[Exercise description]: Return each line of the entries that holds the string "queried".

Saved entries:
· · · ·

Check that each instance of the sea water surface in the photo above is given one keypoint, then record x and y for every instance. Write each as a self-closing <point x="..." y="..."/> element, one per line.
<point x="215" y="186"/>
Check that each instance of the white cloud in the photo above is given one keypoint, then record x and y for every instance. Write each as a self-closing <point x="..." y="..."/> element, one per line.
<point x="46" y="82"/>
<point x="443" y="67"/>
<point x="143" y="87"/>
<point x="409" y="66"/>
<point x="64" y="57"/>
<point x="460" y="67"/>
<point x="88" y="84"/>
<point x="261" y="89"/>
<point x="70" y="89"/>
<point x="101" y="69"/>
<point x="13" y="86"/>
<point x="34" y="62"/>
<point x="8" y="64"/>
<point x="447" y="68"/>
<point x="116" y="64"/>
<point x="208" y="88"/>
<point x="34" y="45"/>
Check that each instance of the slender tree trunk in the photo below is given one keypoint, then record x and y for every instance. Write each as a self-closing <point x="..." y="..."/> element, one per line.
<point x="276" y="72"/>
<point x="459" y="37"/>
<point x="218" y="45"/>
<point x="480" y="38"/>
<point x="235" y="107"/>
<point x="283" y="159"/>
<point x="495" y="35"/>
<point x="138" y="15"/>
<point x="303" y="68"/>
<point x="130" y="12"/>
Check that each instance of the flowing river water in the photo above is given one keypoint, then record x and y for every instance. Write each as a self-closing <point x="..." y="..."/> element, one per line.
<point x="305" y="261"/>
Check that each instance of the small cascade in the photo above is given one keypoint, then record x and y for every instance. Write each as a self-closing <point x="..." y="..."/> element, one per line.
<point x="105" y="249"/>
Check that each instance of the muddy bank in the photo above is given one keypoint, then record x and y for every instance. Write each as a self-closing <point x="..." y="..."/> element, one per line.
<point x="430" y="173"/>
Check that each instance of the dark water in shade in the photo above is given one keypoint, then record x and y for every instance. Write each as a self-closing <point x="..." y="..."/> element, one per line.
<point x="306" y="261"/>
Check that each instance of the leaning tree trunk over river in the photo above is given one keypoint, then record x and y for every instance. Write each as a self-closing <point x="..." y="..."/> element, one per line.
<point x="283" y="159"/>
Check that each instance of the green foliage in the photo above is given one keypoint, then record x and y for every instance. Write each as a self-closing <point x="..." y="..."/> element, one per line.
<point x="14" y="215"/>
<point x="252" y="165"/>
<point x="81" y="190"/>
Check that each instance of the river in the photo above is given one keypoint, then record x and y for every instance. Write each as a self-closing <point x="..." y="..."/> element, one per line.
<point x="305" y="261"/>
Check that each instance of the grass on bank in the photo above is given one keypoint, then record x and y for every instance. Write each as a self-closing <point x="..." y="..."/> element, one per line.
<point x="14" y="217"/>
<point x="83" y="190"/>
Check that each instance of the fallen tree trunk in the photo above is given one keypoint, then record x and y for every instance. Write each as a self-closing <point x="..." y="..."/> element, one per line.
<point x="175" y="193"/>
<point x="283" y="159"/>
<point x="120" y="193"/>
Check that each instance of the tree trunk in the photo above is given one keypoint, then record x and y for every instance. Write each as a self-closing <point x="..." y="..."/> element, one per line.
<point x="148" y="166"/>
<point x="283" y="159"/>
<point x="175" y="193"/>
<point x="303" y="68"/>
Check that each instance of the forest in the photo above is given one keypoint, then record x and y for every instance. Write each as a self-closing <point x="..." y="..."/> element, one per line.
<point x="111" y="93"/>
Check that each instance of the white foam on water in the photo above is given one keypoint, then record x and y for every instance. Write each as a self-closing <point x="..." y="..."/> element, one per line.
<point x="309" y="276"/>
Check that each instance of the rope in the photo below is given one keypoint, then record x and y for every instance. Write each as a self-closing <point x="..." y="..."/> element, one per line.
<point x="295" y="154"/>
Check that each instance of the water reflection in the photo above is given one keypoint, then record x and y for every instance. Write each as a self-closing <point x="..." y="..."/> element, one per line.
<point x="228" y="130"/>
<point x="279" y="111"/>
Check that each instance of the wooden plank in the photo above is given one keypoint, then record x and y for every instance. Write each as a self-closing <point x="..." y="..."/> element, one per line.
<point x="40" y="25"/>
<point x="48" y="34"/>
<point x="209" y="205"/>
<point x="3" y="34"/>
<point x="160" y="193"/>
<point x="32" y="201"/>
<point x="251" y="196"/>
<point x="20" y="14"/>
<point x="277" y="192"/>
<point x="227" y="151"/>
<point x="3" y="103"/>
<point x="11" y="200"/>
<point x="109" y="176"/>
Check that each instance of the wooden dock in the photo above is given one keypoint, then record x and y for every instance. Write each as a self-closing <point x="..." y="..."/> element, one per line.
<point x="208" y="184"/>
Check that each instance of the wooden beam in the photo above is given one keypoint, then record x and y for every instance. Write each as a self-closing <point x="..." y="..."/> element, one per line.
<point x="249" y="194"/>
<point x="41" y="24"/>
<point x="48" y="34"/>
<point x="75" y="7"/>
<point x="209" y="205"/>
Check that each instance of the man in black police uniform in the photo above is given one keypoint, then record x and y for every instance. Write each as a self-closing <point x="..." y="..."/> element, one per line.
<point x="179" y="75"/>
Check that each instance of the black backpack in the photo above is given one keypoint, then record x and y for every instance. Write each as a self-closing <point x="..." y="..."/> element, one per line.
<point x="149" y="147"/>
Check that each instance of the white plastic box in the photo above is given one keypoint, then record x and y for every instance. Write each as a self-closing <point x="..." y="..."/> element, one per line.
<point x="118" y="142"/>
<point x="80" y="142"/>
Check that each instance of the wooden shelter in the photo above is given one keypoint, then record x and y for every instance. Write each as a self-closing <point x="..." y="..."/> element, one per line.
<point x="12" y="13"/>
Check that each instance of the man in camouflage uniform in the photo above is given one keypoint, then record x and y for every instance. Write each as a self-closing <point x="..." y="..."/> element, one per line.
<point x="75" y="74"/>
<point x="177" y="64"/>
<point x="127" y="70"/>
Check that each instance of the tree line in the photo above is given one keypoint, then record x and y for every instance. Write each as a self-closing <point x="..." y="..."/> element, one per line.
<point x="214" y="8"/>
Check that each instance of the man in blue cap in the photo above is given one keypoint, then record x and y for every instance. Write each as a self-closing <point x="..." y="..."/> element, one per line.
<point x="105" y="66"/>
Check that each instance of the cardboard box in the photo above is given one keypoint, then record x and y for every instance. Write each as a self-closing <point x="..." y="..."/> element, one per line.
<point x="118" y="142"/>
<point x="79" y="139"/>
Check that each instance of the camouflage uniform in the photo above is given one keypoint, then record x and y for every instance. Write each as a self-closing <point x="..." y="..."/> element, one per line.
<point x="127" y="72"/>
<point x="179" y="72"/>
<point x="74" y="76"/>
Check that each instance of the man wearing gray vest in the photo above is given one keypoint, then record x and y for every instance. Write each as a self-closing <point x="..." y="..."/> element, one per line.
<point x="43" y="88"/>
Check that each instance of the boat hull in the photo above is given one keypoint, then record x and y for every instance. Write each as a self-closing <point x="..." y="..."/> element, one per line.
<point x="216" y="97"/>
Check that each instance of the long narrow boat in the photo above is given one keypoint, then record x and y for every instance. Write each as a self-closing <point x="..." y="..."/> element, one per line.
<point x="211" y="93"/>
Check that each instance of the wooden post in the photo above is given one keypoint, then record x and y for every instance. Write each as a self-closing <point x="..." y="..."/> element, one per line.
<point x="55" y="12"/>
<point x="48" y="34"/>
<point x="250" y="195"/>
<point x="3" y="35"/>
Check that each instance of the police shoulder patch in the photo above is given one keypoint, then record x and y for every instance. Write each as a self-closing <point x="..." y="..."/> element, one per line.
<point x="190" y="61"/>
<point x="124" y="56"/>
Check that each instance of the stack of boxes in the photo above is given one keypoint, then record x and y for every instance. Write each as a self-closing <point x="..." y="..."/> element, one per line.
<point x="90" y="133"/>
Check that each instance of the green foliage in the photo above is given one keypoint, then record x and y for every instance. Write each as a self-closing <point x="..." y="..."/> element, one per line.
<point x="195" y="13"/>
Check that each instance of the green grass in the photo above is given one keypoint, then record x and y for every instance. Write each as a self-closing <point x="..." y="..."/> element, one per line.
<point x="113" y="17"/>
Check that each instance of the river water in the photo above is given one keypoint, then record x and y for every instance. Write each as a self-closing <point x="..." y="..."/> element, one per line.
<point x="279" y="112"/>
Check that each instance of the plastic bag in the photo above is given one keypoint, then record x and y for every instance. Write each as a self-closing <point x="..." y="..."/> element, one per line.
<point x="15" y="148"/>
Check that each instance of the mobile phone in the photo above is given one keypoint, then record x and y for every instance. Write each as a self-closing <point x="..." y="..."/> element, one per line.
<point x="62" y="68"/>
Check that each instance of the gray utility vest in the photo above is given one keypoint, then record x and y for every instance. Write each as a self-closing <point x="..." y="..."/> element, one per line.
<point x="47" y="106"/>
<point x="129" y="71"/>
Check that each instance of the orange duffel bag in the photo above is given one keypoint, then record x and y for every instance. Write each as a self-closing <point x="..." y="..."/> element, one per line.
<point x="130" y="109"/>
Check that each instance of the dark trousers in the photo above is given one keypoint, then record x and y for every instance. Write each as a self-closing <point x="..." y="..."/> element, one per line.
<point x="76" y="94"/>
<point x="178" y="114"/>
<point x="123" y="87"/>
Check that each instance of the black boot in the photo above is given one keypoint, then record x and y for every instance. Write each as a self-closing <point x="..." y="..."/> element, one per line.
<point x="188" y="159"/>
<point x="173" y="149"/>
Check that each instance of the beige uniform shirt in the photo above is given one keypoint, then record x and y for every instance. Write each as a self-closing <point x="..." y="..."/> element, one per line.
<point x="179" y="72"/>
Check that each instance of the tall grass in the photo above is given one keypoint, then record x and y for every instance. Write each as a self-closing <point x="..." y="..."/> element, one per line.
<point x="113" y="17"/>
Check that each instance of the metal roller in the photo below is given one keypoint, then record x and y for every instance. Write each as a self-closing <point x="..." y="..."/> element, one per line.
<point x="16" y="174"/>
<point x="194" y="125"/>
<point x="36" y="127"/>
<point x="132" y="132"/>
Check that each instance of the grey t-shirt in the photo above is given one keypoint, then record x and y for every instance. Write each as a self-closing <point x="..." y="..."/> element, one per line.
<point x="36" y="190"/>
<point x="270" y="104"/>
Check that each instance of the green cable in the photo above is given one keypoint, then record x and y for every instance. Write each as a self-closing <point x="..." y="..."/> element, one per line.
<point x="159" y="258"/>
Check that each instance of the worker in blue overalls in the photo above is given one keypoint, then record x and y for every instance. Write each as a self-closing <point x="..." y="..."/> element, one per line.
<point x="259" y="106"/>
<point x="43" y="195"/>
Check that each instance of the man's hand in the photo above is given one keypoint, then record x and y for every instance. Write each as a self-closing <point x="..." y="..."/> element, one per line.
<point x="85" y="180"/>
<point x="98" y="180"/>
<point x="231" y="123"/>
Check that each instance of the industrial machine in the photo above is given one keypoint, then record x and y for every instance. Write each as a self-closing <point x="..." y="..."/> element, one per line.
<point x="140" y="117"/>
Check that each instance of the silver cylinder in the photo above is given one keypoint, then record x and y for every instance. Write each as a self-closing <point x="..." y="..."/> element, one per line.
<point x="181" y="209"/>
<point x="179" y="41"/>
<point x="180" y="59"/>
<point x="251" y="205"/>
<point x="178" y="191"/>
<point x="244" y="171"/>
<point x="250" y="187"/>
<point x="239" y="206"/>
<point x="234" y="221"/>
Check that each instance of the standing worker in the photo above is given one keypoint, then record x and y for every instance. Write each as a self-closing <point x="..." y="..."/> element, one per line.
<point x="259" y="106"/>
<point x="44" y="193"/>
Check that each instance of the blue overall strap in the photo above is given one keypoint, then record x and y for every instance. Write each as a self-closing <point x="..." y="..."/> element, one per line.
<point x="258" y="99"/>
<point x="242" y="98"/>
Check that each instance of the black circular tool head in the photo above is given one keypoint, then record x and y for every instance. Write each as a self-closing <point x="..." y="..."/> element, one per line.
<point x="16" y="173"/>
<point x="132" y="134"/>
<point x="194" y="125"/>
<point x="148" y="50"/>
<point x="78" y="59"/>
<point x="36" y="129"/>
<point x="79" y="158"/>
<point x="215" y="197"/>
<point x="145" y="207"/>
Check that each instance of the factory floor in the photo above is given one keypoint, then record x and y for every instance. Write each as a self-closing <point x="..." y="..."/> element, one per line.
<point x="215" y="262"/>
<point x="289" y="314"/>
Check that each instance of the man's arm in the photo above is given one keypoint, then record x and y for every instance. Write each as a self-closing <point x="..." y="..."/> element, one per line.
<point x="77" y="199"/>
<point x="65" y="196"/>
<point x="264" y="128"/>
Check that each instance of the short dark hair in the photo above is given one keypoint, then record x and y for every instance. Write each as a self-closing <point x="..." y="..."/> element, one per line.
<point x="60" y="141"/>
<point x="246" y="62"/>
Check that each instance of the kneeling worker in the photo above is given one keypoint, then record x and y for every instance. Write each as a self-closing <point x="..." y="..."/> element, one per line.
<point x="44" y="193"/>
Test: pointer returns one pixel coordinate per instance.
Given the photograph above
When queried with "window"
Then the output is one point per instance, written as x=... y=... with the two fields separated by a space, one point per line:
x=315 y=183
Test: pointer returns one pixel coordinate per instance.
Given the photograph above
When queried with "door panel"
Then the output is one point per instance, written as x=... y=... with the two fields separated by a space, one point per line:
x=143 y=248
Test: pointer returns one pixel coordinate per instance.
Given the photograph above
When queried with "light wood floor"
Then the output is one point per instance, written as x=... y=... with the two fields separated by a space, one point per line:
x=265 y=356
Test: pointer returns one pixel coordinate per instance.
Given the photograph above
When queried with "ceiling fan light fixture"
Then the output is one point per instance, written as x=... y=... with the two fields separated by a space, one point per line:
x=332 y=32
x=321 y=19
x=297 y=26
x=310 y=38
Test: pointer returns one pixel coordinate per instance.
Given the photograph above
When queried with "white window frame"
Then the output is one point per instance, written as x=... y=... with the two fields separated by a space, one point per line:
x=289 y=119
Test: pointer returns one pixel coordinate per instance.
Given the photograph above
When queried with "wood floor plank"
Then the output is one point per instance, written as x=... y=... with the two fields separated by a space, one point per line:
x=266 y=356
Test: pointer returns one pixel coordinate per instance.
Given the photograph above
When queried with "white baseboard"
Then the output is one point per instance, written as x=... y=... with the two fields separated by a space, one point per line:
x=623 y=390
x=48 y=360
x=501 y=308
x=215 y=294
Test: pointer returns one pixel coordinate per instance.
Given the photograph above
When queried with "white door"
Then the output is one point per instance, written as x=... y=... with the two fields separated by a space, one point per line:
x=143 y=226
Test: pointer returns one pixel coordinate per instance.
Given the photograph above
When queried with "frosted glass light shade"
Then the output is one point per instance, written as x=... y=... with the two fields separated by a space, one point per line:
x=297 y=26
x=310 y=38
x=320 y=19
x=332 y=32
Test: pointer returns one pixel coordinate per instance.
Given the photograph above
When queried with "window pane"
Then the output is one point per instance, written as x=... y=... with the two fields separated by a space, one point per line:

· · · ·

[Finished task]:
When queried with "window"
When queried with "door panel"
When queried with "light wood floor"
When queried with "ceiling fan light fixture"
When queried with "white window frame"
When queried with "wood floor plank"
When queried with "white baseboard"
When queried with "white door"
When queried with "frosted glass light shade"
When queried with "window pane"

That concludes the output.